====== Text block ======

“Covid-19 has accelerated the digital transformation and created a permanent shift in the way technology is used in the healthcare sector. It is more important than ever to have realistic and precisely scaled 3D medical models at the fingertips of our healthcare providers to improve patient outcomes and save lives.” – Evan Derman, COO Thyng


Experts estimate that the European market for digital healthcare products and services will reach almost 160 billion euros by 2025. A quarter of this immense sum will be turned over in Germany. The demographic trend will make new treatment methods especially relevant, as an increasingly aging population will require effective and advanced therapeutic approaches. In addition, the prevention of diseases will play a role of ever-growing importance.

In the coming years, telemedicine, blockchain applications, AI diagnostics and the Internet of Things (IoT) will increasingly find their way into the healthcare industry and revolutionize the market as important key technologies. An equally important role will devolve upon 3D visualization. botspot’s American partners at MedReality have dedicated themselves to exactly this area. After the team surrounding Thyng founders Ed LaHood and Evan Derman realized that there is an immense need for true-to-life 3D models of real human organs, they launched their MedReality platform. The innovative startup aims to make the work and training of various healthcare professionals more efficient by making medical image data accessible to everyone who is in need of such data – in 3D.

“We built MedReality because we realized there is an asymmetry between the wonderful imaging data captured in medical facilities and the delivery of that critical patient data to clinicians, surgeons, physicians or patients themselves. Humans are inherently visual learnings and MedReality delivers medical data in a stunning visual format that resonates with the end user.” – Evan Derman, COO Thyng


MedReality can be accessed via app, on the smartphone, or via browser. After logging in to the platform, 3D models can be uploaded and projected into reality with the help of the AR function. In addition, it is possible to view them in a VR environment, with special hardware. A wide variety of medical 3D models can already be purchased via the associated marketplace. In addition to these 3D models, MedReality also allows the upload of entire DICOM datasets, which can be viewed either in the browser or via AR/VR. Once uploaded, the DICOM file is converted into a 3D model and stored on the servers of a safe processing partner.

====== Data supplied ======

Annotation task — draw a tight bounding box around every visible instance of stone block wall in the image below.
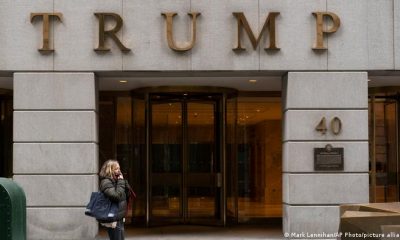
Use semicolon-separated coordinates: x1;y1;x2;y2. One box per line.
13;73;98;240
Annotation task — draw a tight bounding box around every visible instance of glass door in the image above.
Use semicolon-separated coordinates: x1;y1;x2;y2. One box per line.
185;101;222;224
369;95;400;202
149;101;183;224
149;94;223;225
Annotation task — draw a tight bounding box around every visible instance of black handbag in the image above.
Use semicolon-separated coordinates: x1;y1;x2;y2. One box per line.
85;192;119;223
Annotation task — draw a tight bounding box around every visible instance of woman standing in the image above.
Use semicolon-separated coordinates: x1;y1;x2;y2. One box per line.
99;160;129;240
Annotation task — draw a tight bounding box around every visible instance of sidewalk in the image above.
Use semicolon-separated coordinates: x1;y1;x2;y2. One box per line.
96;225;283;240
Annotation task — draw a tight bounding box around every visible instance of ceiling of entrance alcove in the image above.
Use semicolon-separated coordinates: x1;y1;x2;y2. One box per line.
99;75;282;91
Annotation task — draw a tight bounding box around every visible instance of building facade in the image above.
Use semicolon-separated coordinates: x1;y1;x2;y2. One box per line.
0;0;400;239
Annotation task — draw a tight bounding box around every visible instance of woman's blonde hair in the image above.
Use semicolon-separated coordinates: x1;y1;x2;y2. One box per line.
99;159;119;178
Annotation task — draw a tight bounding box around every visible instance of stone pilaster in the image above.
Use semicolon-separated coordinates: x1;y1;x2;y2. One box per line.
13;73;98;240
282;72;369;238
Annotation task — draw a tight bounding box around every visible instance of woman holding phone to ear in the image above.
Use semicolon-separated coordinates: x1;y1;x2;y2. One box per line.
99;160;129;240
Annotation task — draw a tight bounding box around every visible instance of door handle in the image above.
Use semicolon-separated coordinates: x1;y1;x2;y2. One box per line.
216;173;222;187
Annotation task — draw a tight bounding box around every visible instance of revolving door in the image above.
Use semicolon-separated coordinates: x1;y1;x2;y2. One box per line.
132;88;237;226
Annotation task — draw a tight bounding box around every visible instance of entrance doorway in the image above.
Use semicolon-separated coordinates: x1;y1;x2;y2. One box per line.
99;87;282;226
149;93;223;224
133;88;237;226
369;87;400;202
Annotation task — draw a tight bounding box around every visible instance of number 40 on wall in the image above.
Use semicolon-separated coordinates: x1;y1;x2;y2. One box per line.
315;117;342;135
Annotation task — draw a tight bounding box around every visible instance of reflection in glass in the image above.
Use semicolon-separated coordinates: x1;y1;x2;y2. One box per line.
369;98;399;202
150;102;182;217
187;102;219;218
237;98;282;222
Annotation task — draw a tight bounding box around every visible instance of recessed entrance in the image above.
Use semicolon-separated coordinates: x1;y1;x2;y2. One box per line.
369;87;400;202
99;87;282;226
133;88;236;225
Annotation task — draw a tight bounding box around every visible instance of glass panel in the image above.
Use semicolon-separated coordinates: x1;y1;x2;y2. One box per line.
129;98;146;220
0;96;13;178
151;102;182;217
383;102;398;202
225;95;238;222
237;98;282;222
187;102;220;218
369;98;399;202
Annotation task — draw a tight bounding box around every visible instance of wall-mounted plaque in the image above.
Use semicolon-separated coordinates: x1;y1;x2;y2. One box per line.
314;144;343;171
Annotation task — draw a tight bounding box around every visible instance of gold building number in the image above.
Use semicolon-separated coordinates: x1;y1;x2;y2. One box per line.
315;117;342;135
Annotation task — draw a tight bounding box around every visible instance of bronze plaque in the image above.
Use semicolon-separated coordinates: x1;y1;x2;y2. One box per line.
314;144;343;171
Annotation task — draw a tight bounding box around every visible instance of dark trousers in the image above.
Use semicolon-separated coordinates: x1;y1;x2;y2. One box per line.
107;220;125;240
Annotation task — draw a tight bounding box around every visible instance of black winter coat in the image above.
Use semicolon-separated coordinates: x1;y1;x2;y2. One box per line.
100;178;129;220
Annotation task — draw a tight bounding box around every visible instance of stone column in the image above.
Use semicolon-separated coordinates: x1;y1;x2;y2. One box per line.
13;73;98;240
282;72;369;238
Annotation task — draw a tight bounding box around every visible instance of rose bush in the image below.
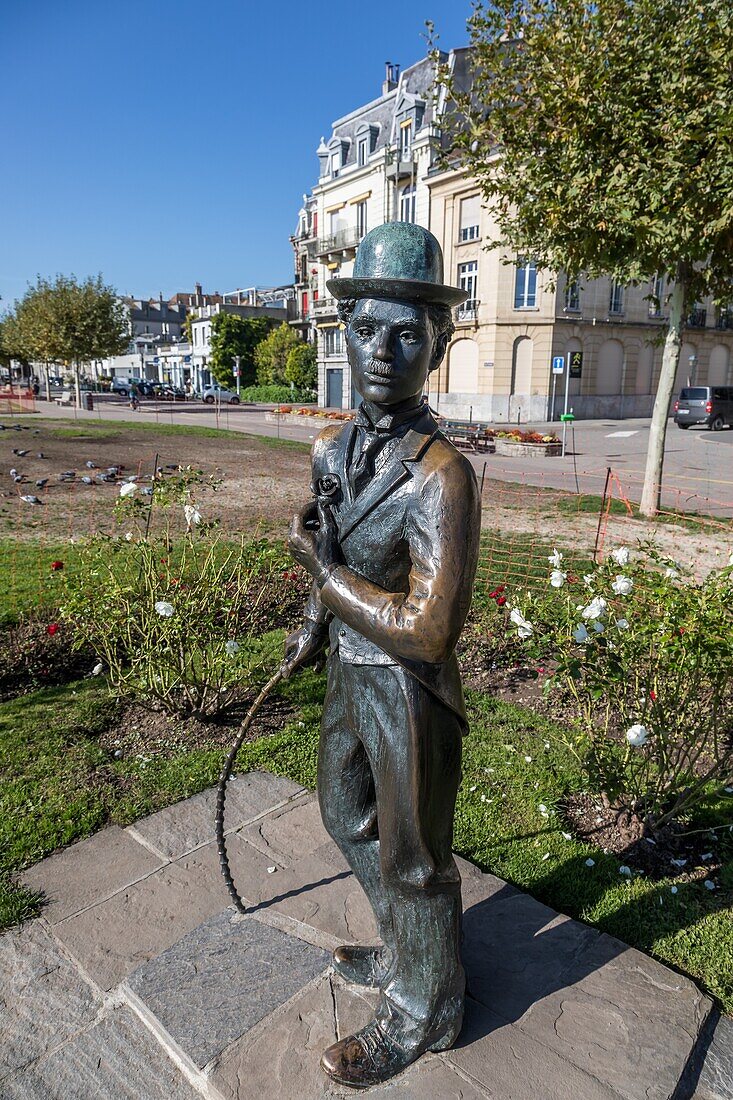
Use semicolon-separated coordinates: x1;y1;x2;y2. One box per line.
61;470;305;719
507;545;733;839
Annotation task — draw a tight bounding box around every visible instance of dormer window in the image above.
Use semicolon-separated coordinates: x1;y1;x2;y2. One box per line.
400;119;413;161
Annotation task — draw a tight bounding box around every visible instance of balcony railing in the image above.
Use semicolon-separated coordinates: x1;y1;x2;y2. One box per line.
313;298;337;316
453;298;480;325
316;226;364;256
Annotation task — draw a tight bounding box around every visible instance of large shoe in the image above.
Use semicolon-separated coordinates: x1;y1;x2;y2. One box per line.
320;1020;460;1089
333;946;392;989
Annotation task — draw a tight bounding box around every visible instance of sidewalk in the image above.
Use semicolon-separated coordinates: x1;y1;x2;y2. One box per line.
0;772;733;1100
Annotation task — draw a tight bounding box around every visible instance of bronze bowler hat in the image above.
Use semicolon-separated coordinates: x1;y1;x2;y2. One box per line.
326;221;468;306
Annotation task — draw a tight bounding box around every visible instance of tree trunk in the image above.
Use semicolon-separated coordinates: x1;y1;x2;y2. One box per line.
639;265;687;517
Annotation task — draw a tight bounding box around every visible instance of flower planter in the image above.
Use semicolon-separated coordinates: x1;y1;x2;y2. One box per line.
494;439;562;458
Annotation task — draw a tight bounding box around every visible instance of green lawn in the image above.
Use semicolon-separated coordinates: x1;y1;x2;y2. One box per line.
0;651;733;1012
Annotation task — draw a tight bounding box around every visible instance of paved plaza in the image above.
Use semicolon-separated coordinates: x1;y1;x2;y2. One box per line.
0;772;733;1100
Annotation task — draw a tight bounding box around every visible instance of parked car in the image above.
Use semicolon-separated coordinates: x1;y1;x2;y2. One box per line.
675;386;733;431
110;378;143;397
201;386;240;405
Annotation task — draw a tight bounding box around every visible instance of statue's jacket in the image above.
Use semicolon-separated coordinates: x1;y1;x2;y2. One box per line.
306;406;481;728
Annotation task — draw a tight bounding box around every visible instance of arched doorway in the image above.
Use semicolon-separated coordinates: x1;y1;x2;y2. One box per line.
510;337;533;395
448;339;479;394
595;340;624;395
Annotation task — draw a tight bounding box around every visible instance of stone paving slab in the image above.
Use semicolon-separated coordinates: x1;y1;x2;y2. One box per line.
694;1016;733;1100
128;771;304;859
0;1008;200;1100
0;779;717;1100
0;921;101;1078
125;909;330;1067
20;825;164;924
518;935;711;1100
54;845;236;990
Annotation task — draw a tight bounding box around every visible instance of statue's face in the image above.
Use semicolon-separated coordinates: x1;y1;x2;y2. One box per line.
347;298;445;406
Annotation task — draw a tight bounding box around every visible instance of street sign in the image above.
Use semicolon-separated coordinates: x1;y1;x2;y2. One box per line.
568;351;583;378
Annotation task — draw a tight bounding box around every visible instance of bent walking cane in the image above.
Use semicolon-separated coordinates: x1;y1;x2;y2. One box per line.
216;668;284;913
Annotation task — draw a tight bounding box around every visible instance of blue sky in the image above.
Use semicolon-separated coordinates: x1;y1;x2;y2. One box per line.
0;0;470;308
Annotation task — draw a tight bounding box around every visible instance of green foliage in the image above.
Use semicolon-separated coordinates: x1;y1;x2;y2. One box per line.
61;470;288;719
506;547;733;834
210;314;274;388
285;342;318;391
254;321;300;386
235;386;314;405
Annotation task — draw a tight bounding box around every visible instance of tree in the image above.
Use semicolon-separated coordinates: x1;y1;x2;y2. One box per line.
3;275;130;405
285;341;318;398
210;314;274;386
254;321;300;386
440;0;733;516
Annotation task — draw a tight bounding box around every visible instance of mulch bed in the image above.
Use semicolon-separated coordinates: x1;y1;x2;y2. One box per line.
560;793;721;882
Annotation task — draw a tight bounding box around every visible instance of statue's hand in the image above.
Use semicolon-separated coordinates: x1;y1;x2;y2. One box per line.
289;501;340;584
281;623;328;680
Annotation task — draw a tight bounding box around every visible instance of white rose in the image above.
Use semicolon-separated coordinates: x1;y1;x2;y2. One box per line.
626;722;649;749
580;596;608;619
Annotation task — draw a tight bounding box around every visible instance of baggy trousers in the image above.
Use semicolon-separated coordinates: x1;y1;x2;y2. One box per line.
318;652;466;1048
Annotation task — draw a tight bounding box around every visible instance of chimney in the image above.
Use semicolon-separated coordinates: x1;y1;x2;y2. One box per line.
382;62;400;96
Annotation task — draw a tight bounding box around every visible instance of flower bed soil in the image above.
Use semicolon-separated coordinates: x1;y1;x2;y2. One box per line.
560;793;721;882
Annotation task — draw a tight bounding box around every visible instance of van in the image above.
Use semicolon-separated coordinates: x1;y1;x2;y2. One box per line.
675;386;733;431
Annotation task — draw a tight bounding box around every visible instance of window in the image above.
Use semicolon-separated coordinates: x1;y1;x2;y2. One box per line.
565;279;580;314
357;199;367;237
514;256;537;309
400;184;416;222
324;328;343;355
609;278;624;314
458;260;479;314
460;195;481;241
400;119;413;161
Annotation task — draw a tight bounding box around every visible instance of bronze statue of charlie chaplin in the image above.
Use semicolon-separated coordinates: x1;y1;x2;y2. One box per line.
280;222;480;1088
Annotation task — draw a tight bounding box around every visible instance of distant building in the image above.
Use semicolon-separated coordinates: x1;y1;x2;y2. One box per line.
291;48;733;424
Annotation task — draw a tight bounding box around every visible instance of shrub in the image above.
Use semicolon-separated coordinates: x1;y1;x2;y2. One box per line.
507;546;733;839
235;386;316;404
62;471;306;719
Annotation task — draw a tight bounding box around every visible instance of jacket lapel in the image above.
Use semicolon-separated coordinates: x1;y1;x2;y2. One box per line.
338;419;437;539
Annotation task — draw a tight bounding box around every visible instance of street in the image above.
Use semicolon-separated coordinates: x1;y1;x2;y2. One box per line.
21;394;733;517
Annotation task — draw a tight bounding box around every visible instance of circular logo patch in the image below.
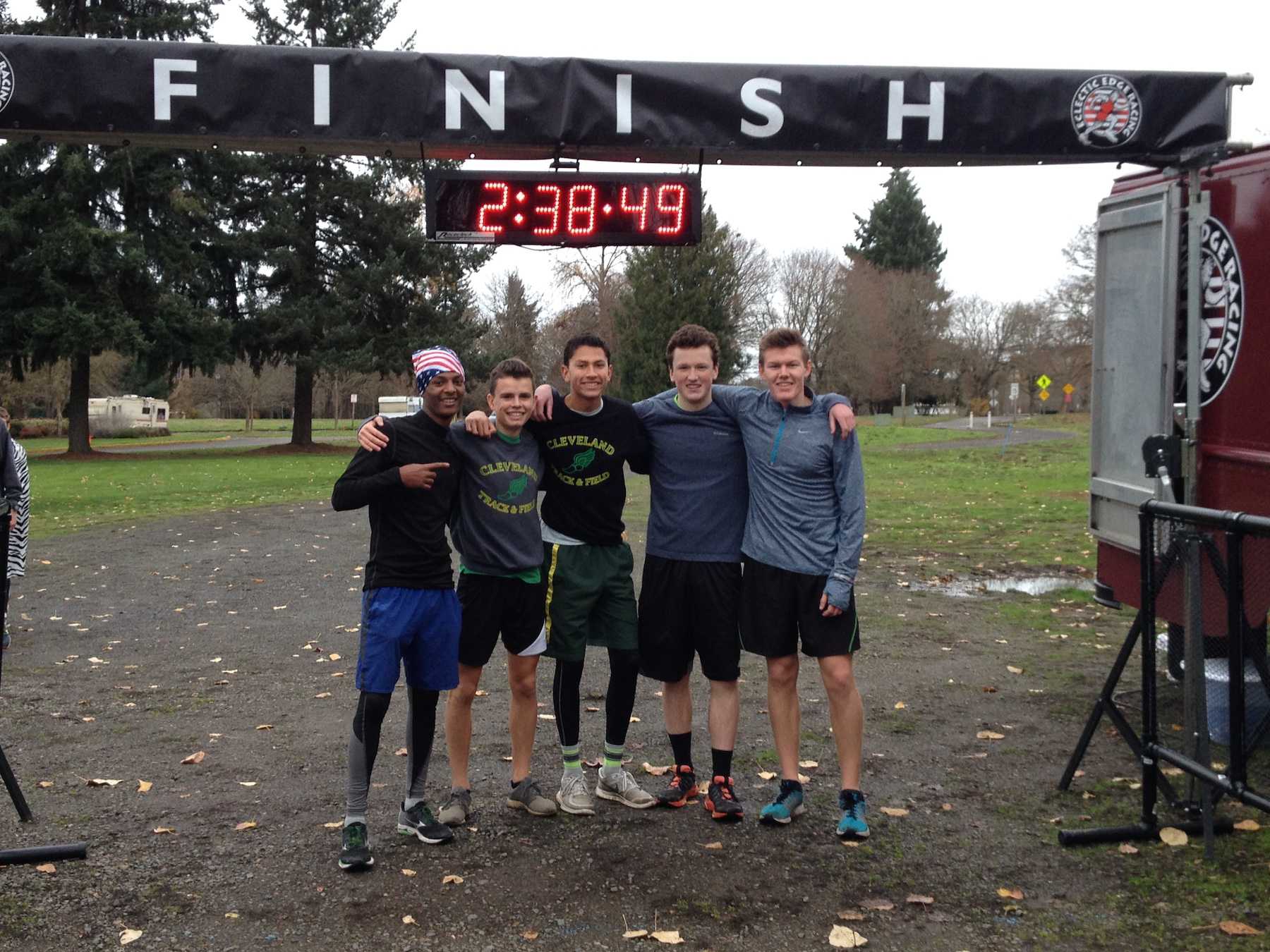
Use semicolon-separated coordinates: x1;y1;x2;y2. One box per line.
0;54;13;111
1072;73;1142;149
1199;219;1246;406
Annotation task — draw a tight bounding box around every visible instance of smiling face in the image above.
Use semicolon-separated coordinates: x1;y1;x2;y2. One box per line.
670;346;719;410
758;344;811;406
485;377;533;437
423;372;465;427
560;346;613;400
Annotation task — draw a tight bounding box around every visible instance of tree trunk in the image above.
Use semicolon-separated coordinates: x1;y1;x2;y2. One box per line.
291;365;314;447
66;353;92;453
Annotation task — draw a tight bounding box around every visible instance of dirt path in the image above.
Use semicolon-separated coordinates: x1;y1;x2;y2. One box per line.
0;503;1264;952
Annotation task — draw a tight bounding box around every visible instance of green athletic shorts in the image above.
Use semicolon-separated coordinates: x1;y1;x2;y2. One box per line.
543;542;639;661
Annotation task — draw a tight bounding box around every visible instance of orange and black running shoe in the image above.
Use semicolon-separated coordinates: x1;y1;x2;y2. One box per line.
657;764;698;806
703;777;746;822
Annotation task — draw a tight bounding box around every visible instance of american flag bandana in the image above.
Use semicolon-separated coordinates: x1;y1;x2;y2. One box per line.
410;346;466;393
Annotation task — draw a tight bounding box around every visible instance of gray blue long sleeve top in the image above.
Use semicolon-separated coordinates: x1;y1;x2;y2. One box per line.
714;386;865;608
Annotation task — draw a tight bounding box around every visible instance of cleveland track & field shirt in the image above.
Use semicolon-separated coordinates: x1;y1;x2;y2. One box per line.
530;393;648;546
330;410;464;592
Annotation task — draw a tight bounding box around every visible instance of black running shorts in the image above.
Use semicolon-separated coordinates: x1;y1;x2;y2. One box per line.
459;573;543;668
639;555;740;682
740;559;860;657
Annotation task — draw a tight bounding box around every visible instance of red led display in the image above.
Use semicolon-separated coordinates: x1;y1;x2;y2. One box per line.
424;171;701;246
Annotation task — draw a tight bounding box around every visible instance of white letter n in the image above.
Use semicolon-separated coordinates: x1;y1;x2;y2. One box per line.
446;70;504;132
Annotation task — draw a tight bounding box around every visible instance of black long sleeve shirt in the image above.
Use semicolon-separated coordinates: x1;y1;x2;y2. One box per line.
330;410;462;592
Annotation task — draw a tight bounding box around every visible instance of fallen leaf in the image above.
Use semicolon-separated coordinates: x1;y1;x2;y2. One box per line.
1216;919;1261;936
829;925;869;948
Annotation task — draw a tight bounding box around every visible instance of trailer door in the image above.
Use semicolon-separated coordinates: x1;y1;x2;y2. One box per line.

======

● Assigned task 1
In the text about MedReality, what happens to a DICOM file once it is uploaded?
● Assigned task 2
Can you sum up the text about MedReality in two sentences?

● Written response 1
It is converted into a 3D model and stored on the servers of a safe processing partner.

● Written response 2
The European market for digital healthcare is expected to reach almost 160 billion euros by 2025, and 3D visualization is among the technologies set to play an important role in it. Thyng's founders launched MedReality to make medical image data accessible in 3D through an app or browser, with AR and VR viewing, a marketplace of 3D models, and conversion of uploaded DICOM datasets into 3D models.